▶ Exercise:
Extract the passage of the SQL word-count thread starting at "In this query, we" and ending at "rows.(Hierarchical Level query).", copying it word for word.

▶ Text passage:

Reputation: 35
There is a column in a table which can store up to 4000 characters. So for a given row, we need to write a query to display count of corresponding each distinct word in the sentence.
For e.g. the column has "Jack and Jill went up a hill. Jack came tumbling down"
Output :
<Word> - <Count>
Jack - 2
Jill - 1
hill - 1
and - 1
a - 1
came - 1 ... and so on
Upvotes: 0
Views: 674
Reputation: 60462
Since you tagged Teradata
you can use STRTOK_SPLIT_TO_TABLE
for the tokenizing part. Just add more characters to the separators list:
with cte as
(select
1 as keycol,
'Jack and Jill went up a hill. Jack came tumbling down' as col)
select keycol, token, count(*) as cnt
FROM TABLE (STRTOK_SPLIT_TO_TABLE(cte.keycol, cte.col,
' .,;:-?!()''"') -- list of separators
RETURNS (keycol INTEGER,
tokennum INTEGER,
token VARCHAR(100) CHARACTER SET UNICODE)
) AS d
group by 1,2
order by 1, cnt desc
But counting words might be much more complicated, as it usually includes tokenizing, stemming and stop words.
Upvotes: 1
Reputation: 17920
First , convert the words into rows and then group it.
In this query, we use a basic concept of row generation using CONNECT BY
.
For Example:
select level from dual CONNECT BY level <= 10;
The above query would generate 10 rows.(Hierarchical Level query).
Based on this simple logic, now we have to count the number of spaces here, and generate that many rows.REGEXP_COUNT(str,'[^ ]+')
would give the number of spaces in the sentence.
And using the level, extract a word from the sentence in each row. REGEXP_SUBSTR(str,'[^ ]+',1,level)
would do this.
You can play around with this query to handle other scenarios. Good Luck.
with tokenised_rows(str) as(
SELECT REGEXP_SUBSTR('Jack and Jill went up a hill. Jack came tumbling down','[^ ]+',1,LEVEL)
FROM dual
CONNECT BY level <= REGEXP_COUNT('Jack and Jill went up a hill. Jack came tumbling down','[^ ]+')
)
select str,count(1) from tokenised_rows
group by str;
Upvotes: 0

▶ Provided records:
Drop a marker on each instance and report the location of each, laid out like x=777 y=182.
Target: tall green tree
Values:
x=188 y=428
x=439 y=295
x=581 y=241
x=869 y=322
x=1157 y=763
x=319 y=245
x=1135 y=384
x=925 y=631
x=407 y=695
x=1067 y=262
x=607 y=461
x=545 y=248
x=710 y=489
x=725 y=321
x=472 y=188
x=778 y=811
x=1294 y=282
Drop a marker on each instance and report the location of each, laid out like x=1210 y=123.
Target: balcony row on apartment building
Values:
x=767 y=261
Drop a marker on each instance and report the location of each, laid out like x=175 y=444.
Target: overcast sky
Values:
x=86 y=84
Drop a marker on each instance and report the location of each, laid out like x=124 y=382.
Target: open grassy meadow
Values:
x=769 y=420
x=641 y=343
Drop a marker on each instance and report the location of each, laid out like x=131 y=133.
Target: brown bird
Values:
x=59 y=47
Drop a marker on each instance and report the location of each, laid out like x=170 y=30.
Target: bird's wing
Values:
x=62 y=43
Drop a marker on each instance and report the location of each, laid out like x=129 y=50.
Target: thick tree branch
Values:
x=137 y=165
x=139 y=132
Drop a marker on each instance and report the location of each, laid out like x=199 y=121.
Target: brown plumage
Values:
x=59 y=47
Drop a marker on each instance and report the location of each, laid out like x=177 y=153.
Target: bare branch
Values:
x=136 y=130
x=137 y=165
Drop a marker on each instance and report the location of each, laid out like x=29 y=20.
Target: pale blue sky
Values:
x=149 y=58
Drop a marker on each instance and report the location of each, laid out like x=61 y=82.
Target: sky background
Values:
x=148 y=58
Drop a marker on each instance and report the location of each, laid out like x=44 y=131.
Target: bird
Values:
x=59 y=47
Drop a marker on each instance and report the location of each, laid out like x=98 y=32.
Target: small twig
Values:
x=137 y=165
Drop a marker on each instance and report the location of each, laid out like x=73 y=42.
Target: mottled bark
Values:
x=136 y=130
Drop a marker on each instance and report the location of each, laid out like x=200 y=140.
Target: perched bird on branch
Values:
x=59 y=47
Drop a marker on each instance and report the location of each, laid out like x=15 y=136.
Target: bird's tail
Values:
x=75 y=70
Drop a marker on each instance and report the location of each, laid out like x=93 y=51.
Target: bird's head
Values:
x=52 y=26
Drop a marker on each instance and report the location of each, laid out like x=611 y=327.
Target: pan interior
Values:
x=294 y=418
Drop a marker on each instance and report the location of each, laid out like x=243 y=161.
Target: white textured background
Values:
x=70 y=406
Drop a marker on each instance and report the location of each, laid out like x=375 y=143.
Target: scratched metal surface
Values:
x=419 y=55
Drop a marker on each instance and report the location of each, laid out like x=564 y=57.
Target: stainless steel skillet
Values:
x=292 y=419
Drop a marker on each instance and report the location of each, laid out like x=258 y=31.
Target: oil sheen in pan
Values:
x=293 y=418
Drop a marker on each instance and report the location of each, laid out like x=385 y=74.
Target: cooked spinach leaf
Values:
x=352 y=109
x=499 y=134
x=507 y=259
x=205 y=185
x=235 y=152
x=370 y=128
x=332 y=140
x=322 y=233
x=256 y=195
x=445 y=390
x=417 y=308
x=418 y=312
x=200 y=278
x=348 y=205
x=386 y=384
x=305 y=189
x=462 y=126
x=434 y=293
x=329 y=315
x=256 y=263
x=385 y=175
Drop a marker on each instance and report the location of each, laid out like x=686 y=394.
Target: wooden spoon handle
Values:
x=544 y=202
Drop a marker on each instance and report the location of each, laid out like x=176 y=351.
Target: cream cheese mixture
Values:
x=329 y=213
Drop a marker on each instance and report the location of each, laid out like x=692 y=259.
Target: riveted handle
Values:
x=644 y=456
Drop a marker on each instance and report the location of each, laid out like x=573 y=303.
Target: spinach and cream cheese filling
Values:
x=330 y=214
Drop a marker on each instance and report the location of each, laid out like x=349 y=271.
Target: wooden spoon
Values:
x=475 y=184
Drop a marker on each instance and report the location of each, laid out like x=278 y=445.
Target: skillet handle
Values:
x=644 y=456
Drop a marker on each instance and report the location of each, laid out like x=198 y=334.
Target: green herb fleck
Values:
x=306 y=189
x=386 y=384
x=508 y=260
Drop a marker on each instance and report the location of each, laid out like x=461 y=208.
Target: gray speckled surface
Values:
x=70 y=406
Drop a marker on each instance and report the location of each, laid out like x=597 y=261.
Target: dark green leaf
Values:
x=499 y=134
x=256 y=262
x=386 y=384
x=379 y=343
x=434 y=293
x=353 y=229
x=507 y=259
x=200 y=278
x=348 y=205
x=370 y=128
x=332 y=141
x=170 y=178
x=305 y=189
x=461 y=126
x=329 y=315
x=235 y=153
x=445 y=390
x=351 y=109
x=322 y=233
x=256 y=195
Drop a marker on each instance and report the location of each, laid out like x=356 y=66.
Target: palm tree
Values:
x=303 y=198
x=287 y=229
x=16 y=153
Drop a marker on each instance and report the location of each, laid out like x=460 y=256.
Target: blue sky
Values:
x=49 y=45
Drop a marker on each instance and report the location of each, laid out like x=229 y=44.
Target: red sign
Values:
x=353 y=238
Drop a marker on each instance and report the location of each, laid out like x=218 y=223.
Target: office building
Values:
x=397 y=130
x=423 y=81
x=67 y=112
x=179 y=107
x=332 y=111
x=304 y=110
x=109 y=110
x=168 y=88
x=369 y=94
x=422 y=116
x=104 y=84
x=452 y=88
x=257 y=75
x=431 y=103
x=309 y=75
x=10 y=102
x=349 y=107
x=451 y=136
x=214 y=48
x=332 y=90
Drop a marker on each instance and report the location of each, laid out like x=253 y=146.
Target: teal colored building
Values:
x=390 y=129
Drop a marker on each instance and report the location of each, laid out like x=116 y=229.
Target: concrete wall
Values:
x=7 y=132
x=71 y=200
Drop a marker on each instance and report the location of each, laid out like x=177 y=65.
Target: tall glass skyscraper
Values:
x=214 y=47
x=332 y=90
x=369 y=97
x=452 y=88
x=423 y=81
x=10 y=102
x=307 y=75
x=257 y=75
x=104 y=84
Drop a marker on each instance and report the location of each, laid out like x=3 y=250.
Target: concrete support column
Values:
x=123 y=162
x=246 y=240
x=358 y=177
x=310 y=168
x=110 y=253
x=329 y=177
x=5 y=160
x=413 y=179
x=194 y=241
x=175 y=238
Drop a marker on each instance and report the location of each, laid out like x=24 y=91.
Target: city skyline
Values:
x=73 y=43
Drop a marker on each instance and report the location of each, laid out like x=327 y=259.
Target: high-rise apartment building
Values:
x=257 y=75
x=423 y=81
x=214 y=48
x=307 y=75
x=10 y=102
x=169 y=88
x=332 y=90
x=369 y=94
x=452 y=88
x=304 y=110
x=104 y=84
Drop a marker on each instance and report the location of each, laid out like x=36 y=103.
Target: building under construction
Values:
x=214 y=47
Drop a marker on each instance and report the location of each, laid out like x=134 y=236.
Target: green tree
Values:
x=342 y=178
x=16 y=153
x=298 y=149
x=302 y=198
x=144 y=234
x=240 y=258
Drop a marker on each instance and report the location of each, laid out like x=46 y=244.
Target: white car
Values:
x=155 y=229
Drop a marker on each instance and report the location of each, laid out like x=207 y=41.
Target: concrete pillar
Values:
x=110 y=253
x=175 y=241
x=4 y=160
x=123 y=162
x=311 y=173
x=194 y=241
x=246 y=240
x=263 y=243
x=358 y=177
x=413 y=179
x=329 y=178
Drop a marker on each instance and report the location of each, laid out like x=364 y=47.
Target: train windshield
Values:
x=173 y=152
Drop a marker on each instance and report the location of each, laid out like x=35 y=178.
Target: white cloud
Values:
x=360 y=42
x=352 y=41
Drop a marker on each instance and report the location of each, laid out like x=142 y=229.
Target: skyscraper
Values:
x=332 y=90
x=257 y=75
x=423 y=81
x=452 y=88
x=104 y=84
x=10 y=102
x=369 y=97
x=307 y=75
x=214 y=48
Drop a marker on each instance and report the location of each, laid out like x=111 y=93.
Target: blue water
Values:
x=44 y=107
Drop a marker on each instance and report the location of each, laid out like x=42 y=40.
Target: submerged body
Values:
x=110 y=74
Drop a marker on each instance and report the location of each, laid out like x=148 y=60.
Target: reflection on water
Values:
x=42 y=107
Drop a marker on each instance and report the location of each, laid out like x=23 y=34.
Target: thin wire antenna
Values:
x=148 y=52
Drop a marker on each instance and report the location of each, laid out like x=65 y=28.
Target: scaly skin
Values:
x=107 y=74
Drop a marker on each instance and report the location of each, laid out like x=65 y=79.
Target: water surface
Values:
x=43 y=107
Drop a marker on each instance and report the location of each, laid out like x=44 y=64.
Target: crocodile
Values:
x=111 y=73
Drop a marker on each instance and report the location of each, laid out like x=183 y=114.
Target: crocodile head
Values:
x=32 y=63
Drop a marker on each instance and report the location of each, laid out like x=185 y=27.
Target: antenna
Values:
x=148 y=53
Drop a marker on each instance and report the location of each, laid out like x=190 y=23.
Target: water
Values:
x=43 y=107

▶ Reply to the task:
In this query, we use a basic concept of row generation using CONNECT BY
.
For Example:
select level from dual CONNECT BY level <= 10;
The above query would generate 10 rows.(Hierarchical Level query).